▸ EXERCISES
1 - Could you edit the Stargate passage from "Throughout the Stargate" up to and including "of some kind.", putting "friends" in place of "allies" each time it appears?
2 - Can you pick up the passage on Stargate rivalries after its final sentence and carry it on?

▸ TEXT EXTRACT
● ● ●

From the first episode (or second, if you watch double episodes split-up), when SG-1 is in jail, Daniel Jackson just about confirms this.

Carter: So Ra isn't dead after all.

Jackson: No, it wasn't Ra. It was Apophis.

Carter: Who?

Jackson: Ehm, it's from Egyptian mythology. Ra was the sun god who ruled the day. Apophis was the serpent god, Ra's rival who ruled the night. It's right out of the book of the dead. They're living it.

Note: what's referred to as the 'book of the dead' is more commonly known as the 'Book(s) of the Netherworld'.

What's a bigger difference than that between night and day?

Throughout the Stargate series, there's a focus on allies and rivals. Who to trust, who not to. When your allies start behaving suspiciously, it's probably because your rival is messing with them (spoiler: Tholans). When you're down, your enemy will show up to make it worse (fighting the Go'auld? Have some replicators). It makes for easy writing, easy following and is probably a trope of some kind.

They kill one of the mightier System Lords so naturally, his rival (who's also his brother) shows up. A few episodes later, his mate Hathor shows up. The show tells us a bit about all the rivalry between the System Lords, but for those interested there's also the Stargate SG-1: Living Gods: Stargate System Lords roleplaying game.

● ● ●

Image entries with named regions:
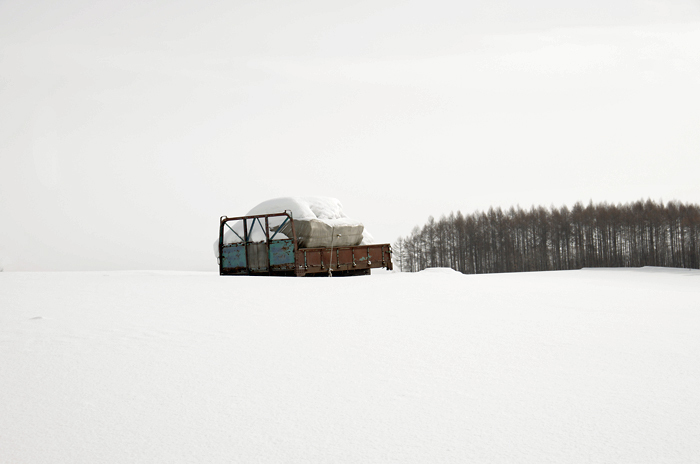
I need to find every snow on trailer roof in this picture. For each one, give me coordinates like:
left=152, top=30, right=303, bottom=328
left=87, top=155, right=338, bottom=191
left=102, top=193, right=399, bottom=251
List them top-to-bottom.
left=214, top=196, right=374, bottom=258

● ● ●

▸ RESPONSES
1 -
Throughout the Stargate series, there's a focus on friends and rivals. Who to trust, who not to. When your friends start behaving suspiciously, it's probably because your rival is messing with them (spoiler: Tholans). When you're down, your enemy will show up to make it worse (fighting the Go'auld? Have some replicators). It makes for easy writing, easy following and is probably a trope of some kind.

2 -
Let's phrase it like this: who was the most logical of his rivals to show up when Ra got blown to pieces? His worst rival. Ra had multiple rivals of sorts, most of them got featured one way or another and only one of them can be first, but Apophis was both in- and out-of-universe his most prominent one. Apophis was the god of chaos, darkness, the anti-light (thus anti-Ra, god of the sun).

When thinking about the underworld, most people think of Osiris. But Osiris is actually Aus-Ra, the rebirth of Ra. Or, according to other stories, Ra merged with Osiris when he entered the afterlife. Apophis is the snake hunting for Ra but never succeeding.

On the Amduat, the 'Book of the Hidden Chamber' (first found on the tomb of Thutmose III), there's a leitmotif.

"The essential leitmotif is the journey of the sun-god through the 12 hours of the night, defeating Apophis the snake-god of chaos and emerging unscathed on the eastern horizon at dawn."

THE ROYAL HEREAFTER FROM THE VALLEY OF THE KINGS, chapter 4 of the introduction, The Routledge Dictionary of Egyptian Gods and Goddesses by George Hart.

They're arch enemies. Taking what used to be Ra's would be the logical thing to attempt for Apophis.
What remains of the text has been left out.